What you need to do –
Using the Batgirl forum thread below, answer these questions:
1. About how much would the Hot Toys Batgirl figure cost?
2. What did FW say they made for Batgirl?
3. Where would Dirt keep the criminals?

# Yvonne Craig Batgirl products announced



## BatToys (Feb 4, 2002)

Yvonne Craig has given her permission for Batgirl toys as a bobblehead was announced.

So I think Moebius will be doing a Batgirl model kit. 

Bob Plant, what if Moebius made all the Batman figures kits in a special collection set as well as individual kits?


----------



## TIEbomber1967 (May 21, 2012)

That's great!
Now who's going to make the Batgirl cycle, Moebius or Round 2?
Or am I crazy for wanting this? Would you bat-fans buy a Batgirl cycle if one was produced?


----------



## Jimmy B (Apr 19, 2000)

TIEbomber1967 said:


> That's great!
> Now who's going to make the Batgirl cycle, Moebius or Round 2?
> Or am I crazy for wanting this? Would you bat-fans buy a Batgirl cycle if one was produced?


If the figure's included (and whatta figure) I'm in


----------



## BatToys (Feb 4, 2002)

TIEbomber1967 said:


> That's great!
> Now who's going to make the Batgirl cycle, Moebius or Round 2?
> Or am I crazy for wanting this? Would you bat-fans buy a Batgirl cycle if one was produced?


If you want the ultimate and most realistic 1/6 Yvonne Craig Batgirl and cycle, also write to Hot Toys on their Facebook page. Their Batgirl would cost around $290 and a cycle near $700 but they would be worth it. See their Scarlett Johansson Black Widow on their high quality. Hot Toys already has the 1966 Batman license.

A lower price model kit would sell as well.


----------



## Zombie_61 (Apr 21, 2004)

Okay, here's an example of the way my mind works. 

Let's say Yvonne Craig strikes a deal with Moebius to produce a Batgirl kit. Considering the photos they've posted of the six kits they already have planned with the interlocking bases that form the shape of a bat, how do they work any subsequent kits into that theme? Another set of six? Standalone kits? Or...?

On a semi-related note, this is one of the reasons I'm not a fan of interlocking bases.


----------



## Dirt (Dec 29, 1998)

Interlocking bases are okay as long as they all hook the same way. Meaning that if you don't want all of the kits in the series or they add another figure, they'd still fit together.

I doubt I'd hook the entire bunch together anyway. I'd probably keep the heroes together on one shelf with the criminals plotting on another. 

My best,
Ernie
MunsterKoach.com


----------



## BatToys (Feb 4, 2002)

Zombie_61 said:


> Okay, here's an example of the way my mind works.
> 
> Let's say Yvonne Craig strikes a deal with Moebius to produce a Batgirl kit. Considering the photos they've posted of the six kits they already have planned with the interlocking bases that form the shape of a bat, how do they work any subsequent kits into that theme?


FW said they made space for Batgirl to fit in when she became available.

I'd like to see a Frank Gorshin kit repainted as The Joker. He had a great maniacal laugh that I thought he should have played The Joker.


----------



## RSN (Jul 29, 2008)

BatToys said:


> FW said they made space for Batgirl to fit in when she became available.
> 
> I'd like to see a Frank Gorshin kit repainted as The Joker. He had a great maniacal laugh that I thought he should have played The Joker.

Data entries
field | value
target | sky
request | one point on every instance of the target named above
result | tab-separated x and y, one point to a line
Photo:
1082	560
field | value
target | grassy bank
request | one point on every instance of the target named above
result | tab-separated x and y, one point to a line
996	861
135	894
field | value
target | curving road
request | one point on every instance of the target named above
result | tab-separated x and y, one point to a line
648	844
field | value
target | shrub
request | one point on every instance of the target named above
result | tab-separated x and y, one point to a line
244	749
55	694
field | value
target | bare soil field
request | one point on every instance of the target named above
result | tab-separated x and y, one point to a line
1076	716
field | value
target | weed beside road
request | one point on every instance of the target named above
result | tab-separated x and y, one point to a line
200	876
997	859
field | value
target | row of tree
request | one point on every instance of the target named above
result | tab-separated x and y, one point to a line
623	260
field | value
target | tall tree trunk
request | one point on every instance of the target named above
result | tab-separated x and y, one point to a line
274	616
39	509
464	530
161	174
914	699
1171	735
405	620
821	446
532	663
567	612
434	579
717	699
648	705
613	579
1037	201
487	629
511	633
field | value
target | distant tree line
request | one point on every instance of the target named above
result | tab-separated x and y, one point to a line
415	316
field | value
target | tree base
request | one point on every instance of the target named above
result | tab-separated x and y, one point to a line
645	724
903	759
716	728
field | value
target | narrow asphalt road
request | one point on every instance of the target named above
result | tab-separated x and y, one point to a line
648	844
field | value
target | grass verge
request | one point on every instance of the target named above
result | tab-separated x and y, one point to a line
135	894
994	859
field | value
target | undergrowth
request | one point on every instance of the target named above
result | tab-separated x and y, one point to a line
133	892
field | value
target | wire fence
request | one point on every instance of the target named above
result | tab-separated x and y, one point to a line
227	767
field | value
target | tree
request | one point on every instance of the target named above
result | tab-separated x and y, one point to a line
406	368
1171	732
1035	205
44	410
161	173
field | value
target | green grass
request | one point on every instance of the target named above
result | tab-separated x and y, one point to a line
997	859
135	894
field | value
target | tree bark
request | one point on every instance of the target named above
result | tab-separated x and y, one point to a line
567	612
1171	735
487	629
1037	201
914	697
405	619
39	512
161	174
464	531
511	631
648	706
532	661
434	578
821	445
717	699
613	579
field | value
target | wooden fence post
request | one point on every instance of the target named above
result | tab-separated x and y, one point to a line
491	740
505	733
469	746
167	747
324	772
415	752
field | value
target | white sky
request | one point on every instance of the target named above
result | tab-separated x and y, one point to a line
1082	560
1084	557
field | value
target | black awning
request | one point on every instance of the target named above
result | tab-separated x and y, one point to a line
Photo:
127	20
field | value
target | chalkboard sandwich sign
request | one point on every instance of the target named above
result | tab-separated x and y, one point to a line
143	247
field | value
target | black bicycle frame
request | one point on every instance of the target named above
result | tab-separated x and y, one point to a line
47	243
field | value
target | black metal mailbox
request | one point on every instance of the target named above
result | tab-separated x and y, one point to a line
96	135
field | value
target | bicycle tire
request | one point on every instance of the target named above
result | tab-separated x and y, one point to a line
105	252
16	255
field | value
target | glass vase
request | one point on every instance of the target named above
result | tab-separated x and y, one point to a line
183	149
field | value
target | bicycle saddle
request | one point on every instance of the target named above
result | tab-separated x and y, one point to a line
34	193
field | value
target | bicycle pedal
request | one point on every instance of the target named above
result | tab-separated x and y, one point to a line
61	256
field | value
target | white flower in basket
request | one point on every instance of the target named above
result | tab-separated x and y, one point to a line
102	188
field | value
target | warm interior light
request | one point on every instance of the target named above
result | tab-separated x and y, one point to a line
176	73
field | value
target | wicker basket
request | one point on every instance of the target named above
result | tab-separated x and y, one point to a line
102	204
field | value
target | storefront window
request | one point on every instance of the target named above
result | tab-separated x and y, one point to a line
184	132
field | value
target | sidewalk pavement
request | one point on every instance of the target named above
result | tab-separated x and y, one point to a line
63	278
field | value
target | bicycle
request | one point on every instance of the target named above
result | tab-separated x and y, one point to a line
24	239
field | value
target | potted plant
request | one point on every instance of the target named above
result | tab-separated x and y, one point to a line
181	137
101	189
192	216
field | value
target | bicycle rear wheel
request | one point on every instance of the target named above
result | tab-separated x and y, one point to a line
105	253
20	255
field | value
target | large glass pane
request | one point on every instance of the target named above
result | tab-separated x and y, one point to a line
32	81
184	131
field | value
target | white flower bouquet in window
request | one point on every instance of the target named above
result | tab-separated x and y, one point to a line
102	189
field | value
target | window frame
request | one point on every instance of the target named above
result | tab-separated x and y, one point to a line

Result of this task –
1. Around $290.
2. Space for Batgirl to fit in when she became available.
3. On a different shelf from the heroes.